* WHAT IS REQUIRED: Copy the listing below verbatim, from start to finish, and leave out the pictures.

* EXERCISE MATERIAL:
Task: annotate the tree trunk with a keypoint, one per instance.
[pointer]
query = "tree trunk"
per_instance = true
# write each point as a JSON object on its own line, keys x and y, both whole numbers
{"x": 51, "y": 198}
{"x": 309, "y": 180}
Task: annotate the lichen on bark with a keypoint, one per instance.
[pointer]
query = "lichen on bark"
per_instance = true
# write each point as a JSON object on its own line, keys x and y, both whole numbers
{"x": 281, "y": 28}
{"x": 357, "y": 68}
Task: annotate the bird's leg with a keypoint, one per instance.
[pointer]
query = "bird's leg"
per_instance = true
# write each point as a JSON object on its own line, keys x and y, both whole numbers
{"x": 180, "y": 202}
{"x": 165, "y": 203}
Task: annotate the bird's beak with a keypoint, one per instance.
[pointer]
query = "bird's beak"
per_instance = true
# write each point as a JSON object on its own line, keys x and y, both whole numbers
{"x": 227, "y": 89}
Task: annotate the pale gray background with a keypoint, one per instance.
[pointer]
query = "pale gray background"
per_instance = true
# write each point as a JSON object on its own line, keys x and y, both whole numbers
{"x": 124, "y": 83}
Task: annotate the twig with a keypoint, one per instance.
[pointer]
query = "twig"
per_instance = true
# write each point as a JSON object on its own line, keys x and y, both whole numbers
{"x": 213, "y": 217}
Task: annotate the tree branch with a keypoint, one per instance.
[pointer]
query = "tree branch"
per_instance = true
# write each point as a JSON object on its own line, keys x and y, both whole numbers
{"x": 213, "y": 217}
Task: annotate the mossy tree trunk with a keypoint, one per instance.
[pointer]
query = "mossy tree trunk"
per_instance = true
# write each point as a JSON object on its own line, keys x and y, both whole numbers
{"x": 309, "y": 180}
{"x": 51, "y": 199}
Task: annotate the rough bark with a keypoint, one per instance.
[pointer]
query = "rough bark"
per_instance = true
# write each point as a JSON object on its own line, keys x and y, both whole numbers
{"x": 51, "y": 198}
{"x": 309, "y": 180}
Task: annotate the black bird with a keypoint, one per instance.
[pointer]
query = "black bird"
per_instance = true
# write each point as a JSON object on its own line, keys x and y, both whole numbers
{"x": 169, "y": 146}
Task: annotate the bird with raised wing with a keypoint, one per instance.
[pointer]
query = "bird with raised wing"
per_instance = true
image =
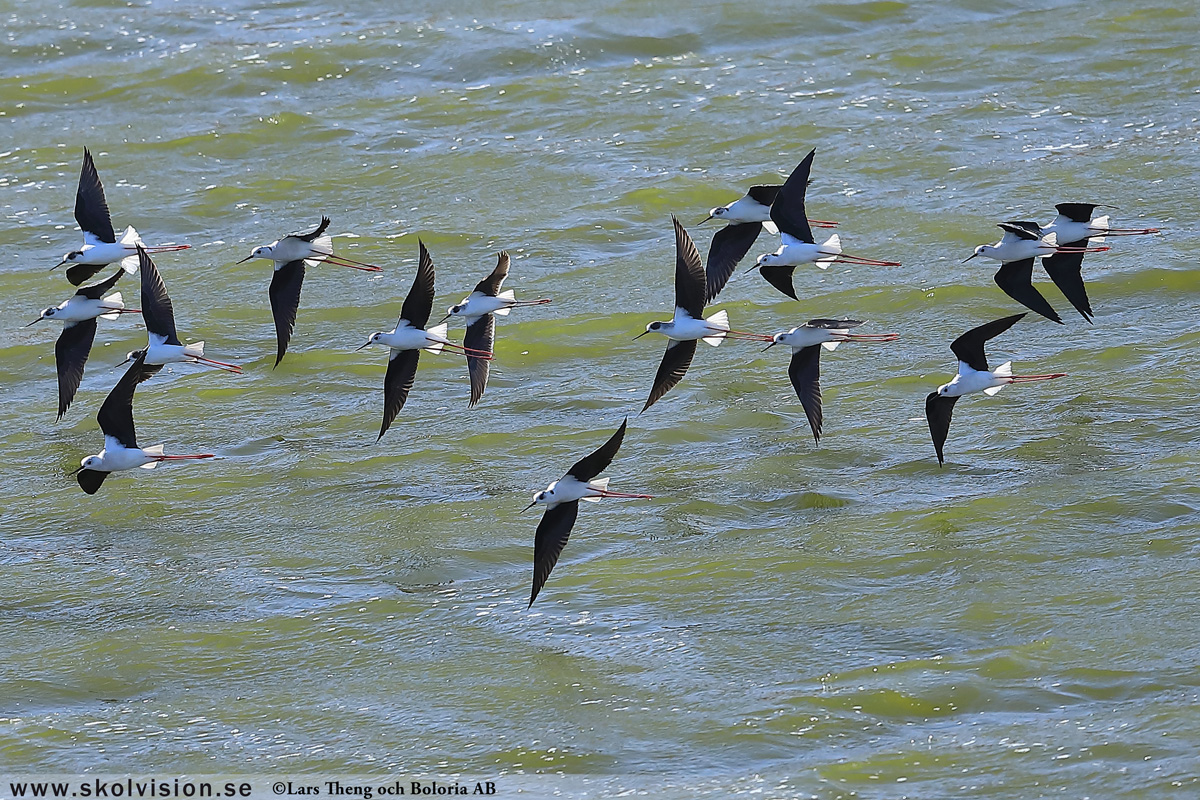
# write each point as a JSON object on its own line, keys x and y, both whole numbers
{"x": 562, "y": 500}
{"x": 1023, "y": 242}
{"x": 100, "y": 244}
{"x": 78, "y": 314}
{"x": 479, "y": 311}
{"x": 804, "y": 370}
{"x": 409, "y": 337}
{"x": 121, "y": 451}
{"x": 689, "y": 324}
{"x": 973, "y": 376}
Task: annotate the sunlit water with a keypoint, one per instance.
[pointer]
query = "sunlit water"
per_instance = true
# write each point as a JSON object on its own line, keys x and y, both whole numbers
{"x": 838, "y": 620}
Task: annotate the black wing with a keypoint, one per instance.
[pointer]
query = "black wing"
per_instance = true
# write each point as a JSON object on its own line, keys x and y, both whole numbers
{"x": 396, "y": 385}
{"x": 81, "y": 272}
{"x": 491, "y": 284}
{"x": 156, "y": 308}
{"x": 115, "y": 414}
{"x": 834, "y": 324}
{"x": 780, "y": 277}
{"x": 96, "y": 290}
{"x": 419, "y": 302}
{"x": 787, "y": 211}
{"x": 1066, "y": 271}
{"x": 1017, "y": 280}
{"x": 937, "y": 411}
{"x": 90, "y": 480}
{"x": 312, "y": 234}
{"x": 969, "y": 347}
{"x": 70, "y": 355}
{"x": 675, "y": 366}
{"x": 729, "y": 246}
{"x": 765, "y": 193}
{"x": 690, "y": 281}
{"x": 594, "y": 463}
{"x": 1030, "y": 230}
{"x": 480, "y": 336}
{"x": 553, "y": 530}
{"x": 285, "y": 294}
{"x": 1077, "y": 211}
{"x": 91, "y": 208}
{"x": 805, "y": 374}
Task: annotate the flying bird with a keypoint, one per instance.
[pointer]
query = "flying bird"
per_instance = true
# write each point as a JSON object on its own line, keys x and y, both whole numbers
{"x": 688, "y": 323}
{"x": 165, "y": 347}
{"x": 291, "y": 256}
{"x": 796, "y": 234}
{"x": 805, "y": 367}
{"x": 562, "y": 500}
{"x": 478, "y": 310}
{"x": 409, "y": 337}
{"x": 100, "y": 244}
{"x": 1075, "y": 227}
{"x": 315, "y": 246}
{"x": 973, "y": 377}
{"x": 747, "y": 217}
{"x": 121, "y": 450}
{"x": 78, "y": 314}
{"x": 1023, "y": 242}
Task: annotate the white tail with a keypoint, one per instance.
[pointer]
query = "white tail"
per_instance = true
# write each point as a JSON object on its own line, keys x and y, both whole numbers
{"x": 113, "y": 301}
{"x": 437, "y": 331}
{"x": 154, "y": 450}
{"x": 720, "y": 320}
{"x": 599, "y": 483}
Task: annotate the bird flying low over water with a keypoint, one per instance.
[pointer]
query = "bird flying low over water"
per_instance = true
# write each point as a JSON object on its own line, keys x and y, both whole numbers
{"x": 562, "y": 500}
{"x": 121, "y": 450}
{"x": 798, "y": 245}
{"x": 479, "y": 311}
{"x": 409, "y": 337}
{"x": 78, "y": 314}
{"x": 973, "y": 377}
{"x": 805, "y": 367}
{"x": 688, "y": 323}
{"x": 291, "y": 256}
{"x": 159, "y": 313}
{"x": 1023, "y": 242}
{"x": 1074, "y": 227}
{"x": 747, "y": 217}
{"x": 100, "y": 244}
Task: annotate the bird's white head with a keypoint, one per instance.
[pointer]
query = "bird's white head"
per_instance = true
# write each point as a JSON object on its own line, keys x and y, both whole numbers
{"x": 371, "y": 340}
{"x": 265, "y": 251}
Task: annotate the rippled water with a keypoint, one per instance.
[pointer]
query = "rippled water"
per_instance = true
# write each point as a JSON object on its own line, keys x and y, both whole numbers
{"x": 834, "y": 621}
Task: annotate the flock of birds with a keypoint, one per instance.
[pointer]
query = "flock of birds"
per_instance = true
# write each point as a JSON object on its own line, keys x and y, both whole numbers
{"x": 778, "y": 209}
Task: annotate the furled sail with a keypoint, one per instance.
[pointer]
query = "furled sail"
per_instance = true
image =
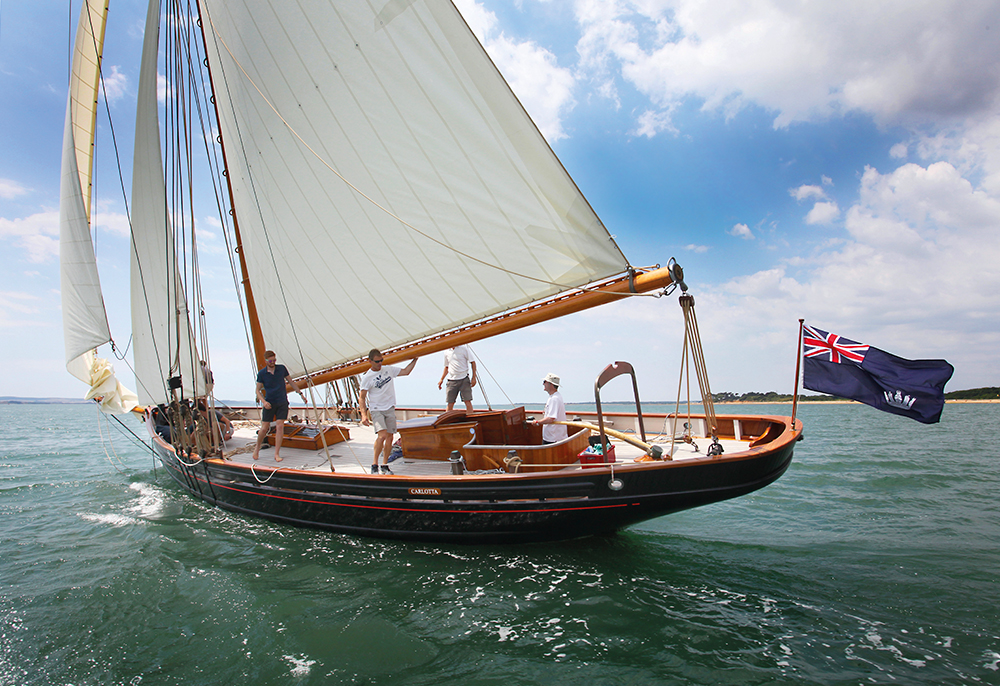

* CORRECT RESULT:
Task: annotate the tree trunk with a keypoint, one per instance.
[pointer]
query = "tree trunk"
per_instance = true
# write each point as a JSON object on its own line, keys x and y, both whole numbers
{"x": 51, "y": 198}
{"x": 309, "y": 180}
Task: annotate the lichen on bark with a keypoint, one per instance.
[pointer]
query = "lichen on bark"
per_instance = true
# write each point as a JSON object on its own line, keys x and y, both whole numbers
{"x": 281, "y": 28}
{"x": 357, "y": 68}
Task: annotate the bird's leg with a keypoint, one per instance.
[pointer]
query = "bird's leg"
per_instance = true
# write each point as a JSON object on its own line, keys x and y, both whole numbers
{"x": 180, "y": 202}
{"x": 165, "y": 203}
Task: annotate the bird's beak with a keypoint, one per instance.
[pointer]
query = "bird's beak"
per_instance = true
# write each point as a JSON object on its own line, keys x and y, both whole numbers
{"x": 227, "y": 89}
Task: annotate the pale gray background with a keypoint, one per instance.
[pointer]
query = "pale gray background"
per_instance = true
# write each point as a JSON object on its own line, keys x and y, both whole numbers
{"x": 124, "y": 83}
Task: annotate the twig with a keypoint, one per instance.
[pointer]
query = "twig"
per_instance = true
# write each point as a JSON object on its own line, keys x and y, both whole numbers
{"x": 213, "y": 217}
Task: annotate the tree branch with a keypoint, one per instance.
[pointer]
query = "tree branch"
per_instance = true
# write each point as a JSON object on its own line, keys x and y, both whole numbers
{"x": 213, "y": 217}
Task: annotate the mossy tree trunk with a keypoint, one per instance.
[pointer]
query = "mossy tree trunk"
per_instance = true
# write each point as a JSON object on its own line, keys x and y, both whole numbers
{"x": 309, "y": 180}
{"x": 51, "y": 199}
Task: annotate the rough bark with a keypoint, one per instance.
[pointer]
query = "rough bark"
per_instance = true
# write each point as a JSON object on its own line, keys x and y, both whole numbers
{"x": 51, "y": 198}
{"x": 309, "y": 180}
Task: annotate the black bird with a keypoint, one per instance.
[pointer]
query = "black bird"
per_instance = true
# write each point as a JSON object on its own line, keys x and y, both whole numbers
{"x": 169, "y": 146}
Task: annotate the bird with raised wing with a keypoint, one per instance.
[pointer]
query = "bird with raised wing"
per_instance = true
image =
# write each point as a JSON object on its own line, keys x and y, both whole numbers
{"x": 562, "y": 500}
{"x": 1023, "y": 242}
{"x": 100, "y": 244}
{"x": 78, "y": 314}
{"x": 479, "y": 311}
{"x": 804, "y": 370}
{"x": 409, "y": 337}
{"x": 121, "y": 451}
{"x": 689, "y": 324}
{"x": 973, "y": 376}
Task: annotate the sunlit water with a keypoint, one per instance.
[pointer]
query = "sunlit water"
per_instance = true
# write each point as a JSON object on its own line, keys x and y, both whole numbers
{"x": 838, "y": 620}
Task: annotate the black wing with a keypoint, one per instance.
[pointer]
query = "black wing"
per_instance = true
# write each point as a JSON object on its own line, keys x and y, both whole numbers
{"x": 396, "y": 385}
{"x": 81, "y": 272}
{"x": 491, "y": 284}
{"x": 156, "y": 308}
{"x": 115, "y": 414}
{"x": 834, "y": 324}
{"x": 780, "y": 277}
{"x": 96, "y": 290}
{"x": 419, "y": 302}
{"x": 787, "y": 211}
{"x": 1066, "y": 271}
{"x": 1017, "y": 280}
{"x": 937, "y": 411}
{"x": 90, "y": 480}
{"x": 312, "y": 234}
{"x": 969, "y": 347}
{"x": 70, "y": 355}
{"x": 675, "y": 366}
{"x": 729, "y": 246}
{"x": 765, "y": 193}
{"x": 690, "y": 281}
{"x": 594, "y": 463}
{"x": 1030, "y": 230}
{"x": 480, "y": 336}
{"x": 553, "y": 530}
{"x": 285, "y": 294}
{"x": 1077, "y": 211}
{"x": 91, "y": 208}
{"x": 805, "y": 374}
Task: annotate the flying bird with a keypoint, one per instance.
[pointer]
query = "flying bird"
per_instance = true
# write each point as a JSON object on its own line, keys x and y, both whole numbers
{"x": 688, "y": 323}
{"x": 165, "y": 347}
{"x": 291, "y": 256}
{"x": 796, "y": 234}
{"x": 805, "y": 367}
{"x": 562, "y": 500}
{"x": 478, "y": 310}
{"x": 409, "y": 337}
{"x": 100, "y": 244}
{"x": 1075, "y": 227}
{"x": 315, "y": 246}
{"x": 973, "y": 377}
{"x": 747, "y": 217}
{"x": 121, "y": 450}
{"x": 78, "y": 314}
{"x": 1023, "y": 242}
Task: annotate the white tail with a keypoint, one per instance.
[pointer]
query = "white tail"
per_instance = true
# write each point as a JSON object on its own line, keys x and y, both whole numbers
{"x": 113, "y": 301}
{"x": 437, "y": 331}
{"x": 154, "y": 450}
{"x": 720, "y": 320}
{"x": 599, "y": 483}
Task: annotate the bird flying low over water with a keypoint, one per instance.
[pointer]
query = "bird flying low over water"
per_instance = true
# write each point as a JSON object on its own line, keys x and y, both whole numbers
{"x": 562, "y": 500}
{"x": 121, "y": 450}
{"x": 798, "y": 245}
{"x": 479, "y": 311}
{"x": 409, "y": 337}
{"x": 78, "y": 314}
{"x": 973, "y": 377}
{"x": 805, "y": 367}
{"x": 688, "y": 323}
{"x": 291, "y": 256}
{"x": 159, "y": 313}
{"x": 1023, "y": 242}
{"x": 1074, "y": 227}
{"x": 747, "y": 217}
{"x": 100, "y": 244}
Task: annotate the bird's white head with a keypoint, one per instance.
[pointer]
query = "bird's white head"
per_instance = true
# write each point as a JSON object on its own line, keys x and y, both whole numbers
{"x": 371, "y": 340}
{"x": 265, "y": 251}
Task: annotate the rippled water with a keypoint, one per instance.
[pointer]
query = "rippled water"
per_instance = true
# write each point as a JSON object on its own line, keys x and y, both whole numbers
{"x": 834, "y": 621}
Task: annotate the flock of birds with a keypoint, one per instance.
[pointer]
query = "flock of birds"
per_instance = true
# write each point as a JSON object on its own line, keys x and y, both whole numbers
{"x": 778, "y": 209}
Task: annotate the furled sail with a keypoint, one per instance.
[pointer]
query = "furled sail"
per_instance = true
image =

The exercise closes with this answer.